- **HOW TO COMPLETE THIS TASK**
Can you print the part of the neurofibromatosis research article below from "Whereas Sharma came" to "outstanding role model." word for word?

- **STUDY TEXT**
:::::

Sharma’s passion for her work is evident in the way she discusses her reasons for wanting to study pediatric oncology.
"One, there is so much exciting and innovative research that is highly supported; and two, it is so easy to get up in the morning when you are working toward providing care for innocent children with very challenging and life-altering disease processes," she said. "These kids didn’t choose their genetic makeup and didn’t choose to be in these situations.
Whereas Sharma came to medical school from a fairly traditional path -- majoring in biology as an undergraduate and obtaining a master’s degree in medical science, both from IU -- Gehlhausen studied computer science as an undergraduate at IU Bloomington.
"I went through undergrad, and I hadn’t thought so much about what I’m actually going to be doing on a 9-to-5 basis every day," he said. "Computer science was awesome as an academic pursuit, and I really enjoyed it, but I enjoyed it as a hobby."
Starting a graduate program in computational biology led Gehlhausen to realize that his true interest lay in the life sciences. A couple of years into the M.D. program, he joined the lab of Dr. Wade Clapp, a prominent NF1 researcher whom he praises as not only a mentor but an outstanding role model.
"As a physician/scientist mentor, I couldn’t find a better one,” Gehlhausen said. “But beyond that, he’s a great person and a friend."
Like Clapp and Sharma, Gehlhausen studies neurofibromatosis but his research focuses on neurofibromatosis type 2, a genetically distinct disease that predisposes patients to a similar type and distribution of tumors. NF2 patients primarily develop tumors called schwannomas that grow in association with structures of the nervous system, including the cranial nerves and brainstem.
"A number of mortalities and morbidities are related to where [these tumors] grow," Gehlhausen said.

:::::

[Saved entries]

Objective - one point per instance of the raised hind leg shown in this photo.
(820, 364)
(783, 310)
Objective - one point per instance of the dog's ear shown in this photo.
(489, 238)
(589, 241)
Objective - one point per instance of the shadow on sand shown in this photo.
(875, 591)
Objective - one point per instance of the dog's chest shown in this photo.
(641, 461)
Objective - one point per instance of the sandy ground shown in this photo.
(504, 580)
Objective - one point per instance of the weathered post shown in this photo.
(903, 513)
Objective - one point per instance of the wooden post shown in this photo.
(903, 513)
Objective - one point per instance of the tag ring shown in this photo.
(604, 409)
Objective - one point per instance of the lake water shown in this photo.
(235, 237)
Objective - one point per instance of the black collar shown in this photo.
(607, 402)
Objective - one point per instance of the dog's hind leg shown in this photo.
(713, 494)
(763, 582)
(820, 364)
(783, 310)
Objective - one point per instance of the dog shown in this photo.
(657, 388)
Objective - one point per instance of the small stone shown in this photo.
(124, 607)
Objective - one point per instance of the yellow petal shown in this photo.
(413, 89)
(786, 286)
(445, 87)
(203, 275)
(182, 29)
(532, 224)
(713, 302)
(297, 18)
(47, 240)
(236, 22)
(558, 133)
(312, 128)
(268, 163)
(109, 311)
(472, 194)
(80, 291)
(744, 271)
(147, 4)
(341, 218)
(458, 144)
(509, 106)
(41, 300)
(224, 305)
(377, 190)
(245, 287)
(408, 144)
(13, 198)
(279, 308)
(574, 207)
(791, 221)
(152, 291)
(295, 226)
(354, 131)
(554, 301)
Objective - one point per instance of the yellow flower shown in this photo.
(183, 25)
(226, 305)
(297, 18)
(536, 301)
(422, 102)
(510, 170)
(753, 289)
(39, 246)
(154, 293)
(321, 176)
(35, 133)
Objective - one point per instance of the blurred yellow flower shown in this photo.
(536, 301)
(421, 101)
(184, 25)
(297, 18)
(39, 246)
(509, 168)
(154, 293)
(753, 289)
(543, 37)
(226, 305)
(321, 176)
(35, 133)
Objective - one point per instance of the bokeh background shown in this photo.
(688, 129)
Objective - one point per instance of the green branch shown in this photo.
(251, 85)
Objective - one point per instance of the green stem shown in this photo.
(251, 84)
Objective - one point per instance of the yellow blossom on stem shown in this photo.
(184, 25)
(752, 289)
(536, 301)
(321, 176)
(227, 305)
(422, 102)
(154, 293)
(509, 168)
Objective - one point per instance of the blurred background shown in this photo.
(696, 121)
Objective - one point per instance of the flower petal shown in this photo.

:::::

- **OUTPUT**
Whereas Sharma came to medical school from a fairly traditional path -- majoring in biology as an undergraduate and obtaining a master’s degree in medical science, both from IU -- Gehlhausen studied computer science as an undergraduate at IU Bloomington.
"I went through undergrad, and I hadn’t thought so much about what I’m actually going to be doing on a 9-to-5 basis every day," he said. "Computer science was awesome as an academic pursuit, and I really enjoyed it, but I enjoyed it as a hobby."
Starting a graduate program in computational biology led Gehlhausen to realize that his true interest lay in the life sciences. A couple of years into the M.D. program, he joined the lab of Dr. Wade Clapp, a prominent NF1 researcher whom he praises as not only a mentor but an outstanding role model.